=== Opdrachten ===
a: Op welk belastbaar inkomen baseerde de Inspecteur volgens de uitspraak de aanslag?
b: Vertaal deze zin uit de uitspraak in het Engels: "Het beroep van belanghebbende wordt ongegrond verklaard."
c: Geef het deel van de uitspraak letterlijk opnieuw weer dat begint met de woorden "Belanghebbende moet bewijzen" en eindigt met "wordt ongegrond verklaard.".

=== Brontekst ===
★ ★ ★ ★ ★

ECLI:NL:OGEAC:2023:68

Gerecht in eerste aanleg van Curaçao

Datum uitspraak
31 januari 2023
Publicatiedatum
6 april 2023
Zaaknummer
CUR202103956
Instantie
Gerecht in eerste aanleg van Curaçao
Type
Uitspraak
Rechtsgebied
Bestuursrecht; Belastingrecht
Procedures
  • Eerste aanleg - enkelvoudig
Rechters
Vindplaatsen
  • Rechtspraak.nl
AI samenvatting door LexboostAutomatisch gegenereerd

Beroep tegen aanslag inkomstenbelasting 2016 en bewijslastverdeling

In deze zaak heeft belanghebbende zijn aangifte inkomstenbelasting over het jaar 2016 ingediend, waarin hij een belastbaar inkomen van NAf 254.759 en een te betalen belasting van NAf 6.284 opgeeft. Later heeft hij een herziene aangifte ingediend met een belastbaar inkomen van NAf 222.352 en een terug te ontvangen belasting van NAf 35. De Inspecteur heeft echter een aanslag opgelegd op basis van een belastbaar inkomen van NAf 266.665, wat resulteert in een te betalen belasting van NAf 11.820. Het geschil betreft de vraag of deze aanslag correct is vastgesteld.

Belanghebbende moet bewijzen dat de bedragen in zijn herziene aangifte juist zijn, maar het Gerecht oordeelt dat hij hierin niet is geslaagd. De Inspecteur heeft met loonbelastingkaarten aangetoond dat belanghebbende een totaal aan looninkomsten van NAf 224.376 heeft genoten. Het Gerecht concludeert dat de Inspecteur aan zijn bewijslast heeft voldaan en dat de aanslag inkomstenbelasting gehandhaafd moet blijven. Het beroep van belanghebbende wordt ongegrond verklaard.

★ ★ ★ ★ ★

Gegevens voor het labelen van locaties
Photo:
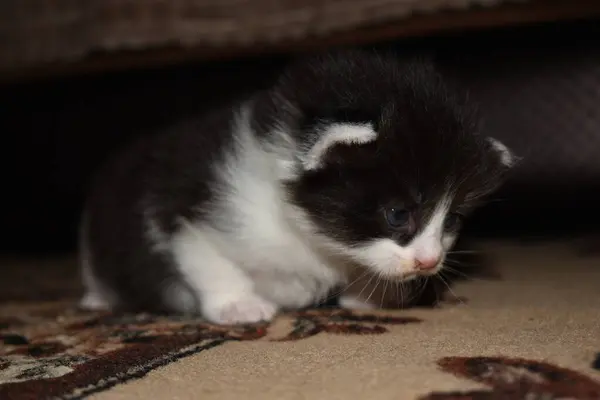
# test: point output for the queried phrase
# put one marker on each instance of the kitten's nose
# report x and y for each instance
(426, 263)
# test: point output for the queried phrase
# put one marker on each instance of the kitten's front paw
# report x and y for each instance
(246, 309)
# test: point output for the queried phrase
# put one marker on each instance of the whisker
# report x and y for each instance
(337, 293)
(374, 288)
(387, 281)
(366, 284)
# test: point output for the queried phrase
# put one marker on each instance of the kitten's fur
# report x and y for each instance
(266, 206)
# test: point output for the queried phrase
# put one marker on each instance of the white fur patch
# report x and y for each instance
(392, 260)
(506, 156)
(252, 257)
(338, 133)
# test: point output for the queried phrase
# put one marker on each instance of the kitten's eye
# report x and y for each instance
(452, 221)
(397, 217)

★ ★ ★ ★ ★

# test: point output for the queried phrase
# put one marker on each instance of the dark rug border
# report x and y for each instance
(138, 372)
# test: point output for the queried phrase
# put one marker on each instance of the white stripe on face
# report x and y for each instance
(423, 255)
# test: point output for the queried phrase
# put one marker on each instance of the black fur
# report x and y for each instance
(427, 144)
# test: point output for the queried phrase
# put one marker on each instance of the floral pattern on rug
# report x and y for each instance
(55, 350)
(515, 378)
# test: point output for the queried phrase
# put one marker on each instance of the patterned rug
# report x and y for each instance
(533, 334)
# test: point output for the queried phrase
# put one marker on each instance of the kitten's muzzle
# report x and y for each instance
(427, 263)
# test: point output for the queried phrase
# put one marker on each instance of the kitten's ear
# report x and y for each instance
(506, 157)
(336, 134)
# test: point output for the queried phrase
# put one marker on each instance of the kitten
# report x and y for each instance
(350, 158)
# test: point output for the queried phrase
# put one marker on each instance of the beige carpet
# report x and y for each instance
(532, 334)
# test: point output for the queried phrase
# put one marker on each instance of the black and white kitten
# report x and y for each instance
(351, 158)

★ ★ ★ ★ ★

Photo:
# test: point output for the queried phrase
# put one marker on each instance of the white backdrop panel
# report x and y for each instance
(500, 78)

★ ★ ★ ★ ★

=== Antwoorden ===
a: NAf 266.665

b: The appeal of the interested party is declared unfounded.

c:
Belanghebbende moet bewijzen dat de bedragen in zijn herziene aangifte juist zijn, maar het Gerecht oordeelt dat hij hierin niet is geslaagd. De Inspecteur heeft met loonbelastingkaarten aangetoond dat belanghebbende een totaal aan looninkomsten van NAf 224.376 heeft genoten. Het Gerecht concludeert dat de Inspecteur aan zijn bewijslast heeft voldaan en dat de aanslag inkomstenbelasting gehandhaafd moet blijven. Het beroep van belanghebbende wordt ongegrond verklaard.